**Required actions:**
1. Copy everything from "Your time is" down to "four-letter word: rude." in the text on being on time, substituting "impolite" for "rude".
2. Pick up the text on being on time after its final sentence and keep writing it.

**Provided passage:**
Your time is not more important than my time. And my time is definitely not more important than your time.

The lack of consideration of someone else’s time can be summed up in one, four-letter word: rude.

As moms, we often really do have the best excuses for running behind (leaking diarrhea diapers, anyone?). But I say this in response:

Moms, let’s do better. Let’s make it the norm to once again be on time. Let’s take take a stand and say “no more” to the trend of casual lateness. Let’s lead by example (especially for our kids!) that all time is valuable and it’s inconsiderate to take a lackadaisical approach to someone else’s time.

We can do this. Because we’re moms. We’re basically superhuman. And we can do anything. *fist bump*

Here are 5 practical (and simple!) ways to take a new stand:

*Warning: Some of these may bring on a “DUH” moment, but hey – we can all use the reminder these days. I know I can!

1. Pre-pack. Keep all necessary items for you and your children pre-packed and in the car at all times. This includes a diaper bag, change of clothes, diapers, wipes, snacks, bottles, strollers – you name it. This way if you become rushed, you will be able to jump in the car with out the need to scavenge for the necessities.

2. Build time margin into your day. We don’t want to live in the margin, but on the main page. However, margin is necessary, especially with children. I recommend to build at least 30-45 minutes of it into your time. That means all activities in your days should have some room around them. I recommend setting that amount of time based on the age of your children. With my toddlers, for example, I would try to build at least 40 to 45 minutes of margin time in there. Teenagers may not need as lengthy a time slot (or maybe they do? I wouldn’t know yet.). While this may seem like wasted time, it will provide you both the peace of mind and a lack of franticness leading up to getting out the door.

**Extracted entries:**
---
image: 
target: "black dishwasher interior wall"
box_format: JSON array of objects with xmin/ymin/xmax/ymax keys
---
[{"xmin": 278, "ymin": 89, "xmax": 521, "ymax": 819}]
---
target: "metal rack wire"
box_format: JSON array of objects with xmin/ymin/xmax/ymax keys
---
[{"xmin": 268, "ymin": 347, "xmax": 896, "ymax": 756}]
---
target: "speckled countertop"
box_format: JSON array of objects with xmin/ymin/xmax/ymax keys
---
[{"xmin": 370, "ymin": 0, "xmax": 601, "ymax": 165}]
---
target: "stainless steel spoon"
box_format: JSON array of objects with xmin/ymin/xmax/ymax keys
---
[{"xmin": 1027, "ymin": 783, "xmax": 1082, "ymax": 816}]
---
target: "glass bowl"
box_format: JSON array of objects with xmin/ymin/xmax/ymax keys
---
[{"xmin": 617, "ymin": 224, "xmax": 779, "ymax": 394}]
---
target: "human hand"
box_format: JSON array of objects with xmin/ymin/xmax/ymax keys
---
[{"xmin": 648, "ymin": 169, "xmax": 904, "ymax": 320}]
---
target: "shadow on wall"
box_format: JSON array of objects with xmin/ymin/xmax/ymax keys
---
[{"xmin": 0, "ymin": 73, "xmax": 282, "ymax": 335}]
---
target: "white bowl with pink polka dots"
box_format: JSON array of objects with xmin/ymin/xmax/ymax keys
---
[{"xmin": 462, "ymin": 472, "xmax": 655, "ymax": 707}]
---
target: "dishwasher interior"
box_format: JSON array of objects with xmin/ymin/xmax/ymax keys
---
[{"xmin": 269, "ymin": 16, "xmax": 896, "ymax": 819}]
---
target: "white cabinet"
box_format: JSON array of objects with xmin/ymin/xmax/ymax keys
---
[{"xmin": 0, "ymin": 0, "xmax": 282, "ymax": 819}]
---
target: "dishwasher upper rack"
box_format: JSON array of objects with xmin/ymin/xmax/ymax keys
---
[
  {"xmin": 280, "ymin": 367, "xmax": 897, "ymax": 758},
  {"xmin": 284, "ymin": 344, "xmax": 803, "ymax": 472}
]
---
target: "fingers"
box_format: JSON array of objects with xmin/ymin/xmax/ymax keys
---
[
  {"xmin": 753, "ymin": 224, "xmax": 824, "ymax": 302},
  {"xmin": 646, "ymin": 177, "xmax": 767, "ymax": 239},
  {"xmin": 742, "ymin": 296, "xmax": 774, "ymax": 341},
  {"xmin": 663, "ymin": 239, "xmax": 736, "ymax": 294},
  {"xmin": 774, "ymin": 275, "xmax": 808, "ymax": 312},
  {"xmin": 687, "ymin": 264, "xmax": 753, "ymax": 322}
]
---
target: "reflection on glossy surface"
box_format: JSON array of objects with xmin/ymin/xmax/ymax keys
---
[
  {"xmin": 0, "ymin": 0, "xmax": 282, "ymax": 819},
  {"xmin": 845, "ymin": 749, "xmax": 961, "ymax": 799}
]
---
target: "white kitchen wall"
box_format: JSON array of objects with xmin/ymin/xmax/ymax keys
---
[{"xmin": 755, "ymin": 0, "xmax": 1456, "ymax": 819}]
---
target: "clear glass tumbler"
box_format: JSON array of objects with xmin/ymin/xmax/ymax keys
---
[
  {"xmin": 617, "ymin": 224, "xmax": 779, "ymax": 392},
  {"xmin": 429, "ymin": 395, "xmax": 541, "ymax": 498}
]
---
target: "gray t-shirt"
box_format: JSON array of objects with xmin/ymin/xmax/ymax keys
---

**Final results:**
1.
Your time is not more important than my time. And my time is definitely not more important than your time.

The lack of consideration of someone else’s time can be summed up in one, four-letter word: impolite.

2.
3. Set alarms! Okay – remember the “duh” moment I mentioned? This is probably where you may experience one. However, minutes slip away without us even realizing they are gone. Set an alarm for the start of your margin time, then another one halfway through, and then another for 10 minutes until departure. If needed, go ahead and set one for the actual departure time. In the hustle and bustle of wrangling kids and speeding out the door, we can lose track of precious minutes. Alarms are a simple, audible and reliable reminder to get going. With today’s smart phones, you can set a limitless number of alarms for each day. And label them with titles, like “Get Out the Door NOW!” This could even be a fun, race-against-the-clock game for your kids.

4. Live by the motto “on time is early.” This means if you have an 8 o’clock meeting, then you need to be there and ready to participate at 5 to 10 minutes before eight. Start practicing this mental dialogue with yourself immediately. The dinner is at 7 o’clock? This means dinner really is at 6:50.

5. Embrace bribery. My personal favorite. Mama, there is absolutely NO JUDGEMENT here when it comes to the often necessary bribery of your children. (I keep a few snacks and candy in my car for JUST THIS REASON.) Many times children cannot be reasoned with, and it may take a little outside motivation (candy, anyone?) to get them to do what needs to be done. I’m all for it. And you will be too, once you are peacefully on your way to an on-time appointment.

What are some additional measures you take in order to take back control of the time in your day?